**GOAL**
How many lines in the listing below contain the word "background"? Reply with the number only.

[Bounding-box listing]
--- begin ---

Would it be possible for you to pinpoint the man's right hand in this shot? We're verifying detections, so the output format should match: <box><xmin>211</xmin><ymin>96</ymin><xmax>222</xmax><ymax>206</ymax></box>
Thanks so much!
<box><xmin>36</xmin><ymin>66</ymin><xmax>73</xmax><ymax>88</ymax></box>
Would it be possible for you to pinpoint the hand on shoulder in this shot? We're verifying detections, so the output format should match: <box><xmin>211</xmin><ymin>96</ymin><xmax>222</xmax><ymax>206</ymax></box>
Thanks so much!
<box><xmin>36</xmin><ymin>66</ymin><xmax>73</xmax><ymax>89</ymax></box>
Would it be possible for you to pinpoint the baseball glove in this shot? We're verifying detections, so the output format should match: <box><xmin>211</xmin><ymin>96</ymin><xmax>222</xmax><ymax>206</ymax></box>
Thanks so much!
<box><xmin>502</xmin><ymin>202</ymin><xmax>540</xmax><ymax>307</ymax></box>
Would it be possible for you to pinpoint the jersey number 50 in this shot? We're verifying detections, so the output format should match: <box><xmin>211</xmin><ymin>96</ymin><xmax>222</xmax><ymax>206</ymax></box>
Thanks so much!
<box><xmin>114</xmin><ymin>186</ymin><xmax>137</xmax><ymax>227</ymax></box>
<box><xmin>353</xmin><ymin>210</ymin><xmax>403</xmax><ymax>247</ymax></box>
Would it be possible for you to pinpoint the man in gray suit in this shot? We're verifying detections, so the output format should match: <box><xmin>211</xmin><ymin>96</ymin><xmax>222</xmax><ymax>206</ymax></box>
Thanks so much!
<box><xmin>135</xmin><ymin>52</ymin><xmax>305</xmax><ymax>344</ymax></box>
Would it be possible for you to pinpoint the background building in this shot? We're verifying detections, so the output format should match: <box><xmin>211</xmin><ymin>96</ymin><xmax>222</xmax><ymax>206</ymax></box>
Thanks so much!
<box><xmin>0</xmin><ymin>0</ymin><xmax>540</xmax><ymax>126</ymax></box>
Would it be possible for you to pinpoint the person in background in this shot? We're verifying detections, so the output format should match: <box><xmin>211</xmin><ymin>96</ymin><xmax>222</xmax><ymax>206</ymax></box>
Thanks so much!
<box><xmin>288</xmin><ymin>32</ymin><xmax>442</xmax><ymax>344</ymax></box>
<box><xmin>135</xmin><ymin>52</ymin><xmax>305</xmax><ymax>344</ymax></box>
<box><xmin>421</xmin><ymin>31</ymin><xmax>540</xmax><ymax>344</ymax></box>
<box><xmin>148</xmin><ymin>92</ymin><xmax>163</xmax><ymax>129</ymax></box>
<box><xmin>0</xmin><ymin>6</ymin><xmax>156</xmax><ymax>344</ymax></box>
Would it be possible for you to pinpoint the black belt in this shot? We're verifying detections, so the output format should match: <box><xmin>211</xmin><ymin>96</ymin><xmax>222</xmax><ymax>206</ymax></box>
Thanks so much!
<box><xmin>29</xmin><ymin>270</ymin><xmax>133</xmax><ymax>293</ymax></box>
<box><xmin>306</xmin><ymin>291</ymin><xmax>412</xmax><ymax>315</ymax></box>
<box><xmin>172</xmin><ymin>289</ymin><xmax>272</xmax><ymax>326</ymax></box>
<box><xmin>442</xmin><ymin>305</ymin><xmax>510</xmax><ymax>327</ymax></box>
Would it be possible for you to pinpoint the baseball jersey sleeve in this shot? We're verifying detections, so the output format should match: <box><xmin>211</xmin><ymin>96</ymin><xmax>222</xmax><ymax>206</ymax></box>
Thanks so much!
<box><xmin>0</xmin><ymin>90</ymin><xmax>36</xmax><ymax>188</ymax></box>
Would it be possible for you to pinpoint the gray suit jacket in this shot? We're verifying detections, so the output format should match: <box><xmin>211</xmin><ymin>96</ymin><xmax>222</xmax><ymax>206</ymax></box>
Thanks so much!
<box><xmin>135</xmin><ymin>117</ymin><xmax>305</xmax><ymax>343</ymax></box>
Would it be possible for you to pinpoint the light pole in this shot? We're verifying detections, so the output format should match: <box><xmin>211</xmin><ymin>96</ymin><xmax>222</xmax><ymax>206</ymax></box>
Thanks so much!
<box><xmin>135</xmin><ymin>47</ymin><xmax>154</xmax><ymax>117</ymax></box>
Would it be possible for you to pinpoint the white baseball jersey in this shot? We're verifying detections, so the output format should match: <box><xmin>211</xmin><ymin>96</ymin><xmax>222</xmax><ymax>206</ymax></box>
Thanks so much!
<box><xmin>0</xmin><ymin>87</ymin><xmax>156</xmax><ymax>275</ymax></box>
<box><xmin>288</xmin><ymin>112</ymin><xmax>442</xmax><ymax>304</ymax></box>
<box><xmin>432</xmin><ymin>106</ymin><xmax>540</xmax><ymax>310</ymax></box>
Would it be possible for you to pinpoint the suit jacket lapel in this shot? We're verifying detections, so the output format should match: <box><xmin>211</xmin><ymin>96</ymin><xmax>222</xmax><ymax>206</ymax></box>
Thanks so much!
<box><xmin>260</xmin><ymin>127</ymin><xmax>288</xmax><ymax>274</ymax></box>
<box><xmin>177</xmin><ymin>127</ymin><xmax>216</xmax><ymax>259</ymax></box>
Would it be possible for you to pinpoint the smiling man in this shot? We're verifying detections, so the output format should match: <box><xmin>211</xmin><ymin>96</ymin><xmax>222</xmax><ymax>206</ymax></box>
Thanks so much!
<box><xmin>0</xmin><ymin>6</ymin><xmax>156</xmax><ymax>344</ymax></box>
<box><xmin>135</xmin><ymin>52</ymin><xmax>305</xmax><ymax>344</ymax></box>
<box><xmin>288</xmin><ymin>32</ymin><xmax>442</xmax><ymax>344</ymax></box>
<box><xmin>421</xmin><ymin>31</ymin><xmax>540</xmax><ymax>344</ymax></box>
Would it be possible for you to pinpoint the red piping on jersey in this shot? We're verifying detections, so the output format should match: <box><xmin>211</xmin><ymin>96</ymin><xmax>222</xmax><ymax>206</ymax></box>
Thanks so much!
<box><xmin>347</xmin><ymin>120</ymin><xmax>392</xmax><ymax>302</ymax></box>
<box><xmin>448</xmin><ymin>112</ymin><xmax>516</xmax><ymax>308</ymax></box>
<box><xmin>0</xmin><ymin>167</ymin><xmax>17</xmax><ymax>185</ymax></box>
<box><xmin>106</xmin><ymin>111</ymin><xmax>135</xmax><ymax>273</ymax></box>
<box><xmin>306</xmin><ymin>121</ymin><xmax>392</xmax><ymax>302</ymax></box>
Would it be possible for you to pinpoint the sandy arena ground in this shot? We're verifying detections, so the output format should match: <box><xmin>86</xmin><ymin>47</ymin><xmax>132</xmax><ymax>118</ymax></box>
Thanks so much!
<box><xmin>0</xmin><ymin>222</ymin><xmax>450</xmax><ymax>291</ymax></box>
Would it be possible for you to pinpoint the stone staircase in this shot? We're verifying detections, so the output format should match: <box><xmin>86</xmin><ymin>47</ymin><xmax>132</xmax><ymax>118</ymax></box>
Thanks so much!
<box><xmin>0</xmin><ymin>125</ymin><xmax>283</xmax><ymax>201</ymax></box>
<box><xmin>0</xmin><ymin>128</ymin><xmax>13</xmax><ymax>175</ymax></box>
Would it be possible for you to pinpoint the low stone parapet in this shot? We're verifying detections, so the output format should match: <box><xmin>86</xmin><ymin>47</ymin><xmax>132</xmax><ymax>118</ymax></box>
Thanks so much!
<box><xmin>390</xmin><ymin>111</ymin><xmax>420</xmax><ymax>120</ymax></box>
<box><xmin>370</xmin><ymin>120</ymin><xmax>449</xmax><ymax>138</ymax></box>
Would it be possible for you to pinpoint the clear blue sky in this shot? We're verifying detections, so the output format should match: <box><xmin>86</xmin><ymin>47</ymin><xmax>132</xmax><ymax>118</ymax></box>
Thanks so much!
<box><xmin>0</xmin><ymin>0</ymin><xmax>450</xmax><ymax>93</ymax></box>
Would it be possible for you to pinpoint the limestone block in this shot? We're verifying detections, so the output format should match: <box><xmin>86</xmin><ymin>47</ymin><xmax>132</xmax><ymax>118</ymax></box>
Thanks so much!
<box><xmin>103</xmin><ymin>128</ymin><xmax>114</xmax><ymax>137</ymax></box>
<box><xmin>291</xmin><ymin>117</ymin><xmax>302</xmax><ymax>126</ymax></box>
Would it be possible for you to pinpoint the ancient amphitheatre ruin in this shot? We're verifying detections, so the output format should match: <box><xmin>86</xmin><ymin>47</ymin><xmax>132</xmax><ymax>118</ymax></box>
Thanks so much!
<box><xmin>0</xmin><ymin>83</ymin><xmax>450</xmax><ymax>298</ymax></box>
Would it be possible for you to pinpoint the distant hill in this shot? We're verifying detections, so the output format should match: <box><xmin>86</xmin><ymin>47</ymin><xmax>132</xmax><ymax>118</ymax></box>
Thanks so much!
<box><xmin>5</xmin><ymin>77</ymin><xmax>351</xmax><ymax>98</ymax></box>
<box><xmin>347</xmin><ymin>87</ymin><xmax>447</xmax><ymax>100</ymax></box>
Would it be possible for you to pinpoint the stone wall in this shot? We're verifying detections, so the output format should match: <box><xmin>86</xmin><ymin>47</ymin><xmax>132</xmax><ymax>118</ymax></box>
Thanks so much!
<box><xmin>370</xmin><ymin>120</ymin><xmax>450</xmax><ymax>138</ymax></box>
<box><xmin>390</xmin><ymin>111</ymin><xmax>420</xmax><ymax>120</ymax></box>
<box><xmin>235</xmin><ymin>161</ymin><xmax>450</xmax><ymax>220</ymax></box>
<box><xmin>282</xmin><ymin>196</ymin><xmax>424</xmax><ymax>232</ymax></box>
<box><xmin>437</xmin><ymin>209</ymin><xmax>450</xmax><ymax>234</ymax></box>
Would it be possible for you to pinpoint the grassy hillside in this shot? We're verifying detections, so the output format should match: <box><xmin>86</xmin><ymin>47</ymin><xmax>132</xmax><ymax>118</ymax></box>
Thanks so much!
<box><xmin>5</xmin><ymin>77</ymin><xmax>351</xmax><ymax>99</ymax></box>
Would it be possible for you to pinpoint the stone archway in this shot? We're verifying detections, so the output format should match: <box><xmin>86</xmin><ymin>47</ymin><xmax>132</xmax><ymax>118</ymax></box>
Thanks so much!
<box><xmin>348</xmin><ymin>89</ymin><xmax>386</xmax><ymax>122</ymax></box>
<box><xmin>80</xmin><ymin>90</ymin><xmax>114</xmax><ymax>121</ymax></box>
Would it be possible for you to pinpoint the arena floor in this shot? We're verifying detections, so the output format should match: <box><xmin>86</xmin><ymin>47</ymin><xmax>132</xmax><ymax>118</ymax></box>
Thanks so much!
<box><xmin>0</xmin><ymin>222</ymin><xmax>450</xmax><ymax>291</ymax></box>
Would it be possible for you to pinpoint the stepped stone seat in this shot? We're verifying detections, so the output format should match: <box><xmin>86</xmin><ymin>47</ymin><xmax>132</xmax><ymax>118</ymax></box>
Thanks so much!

--- end ---

**EXERCISE RESPONSE**
2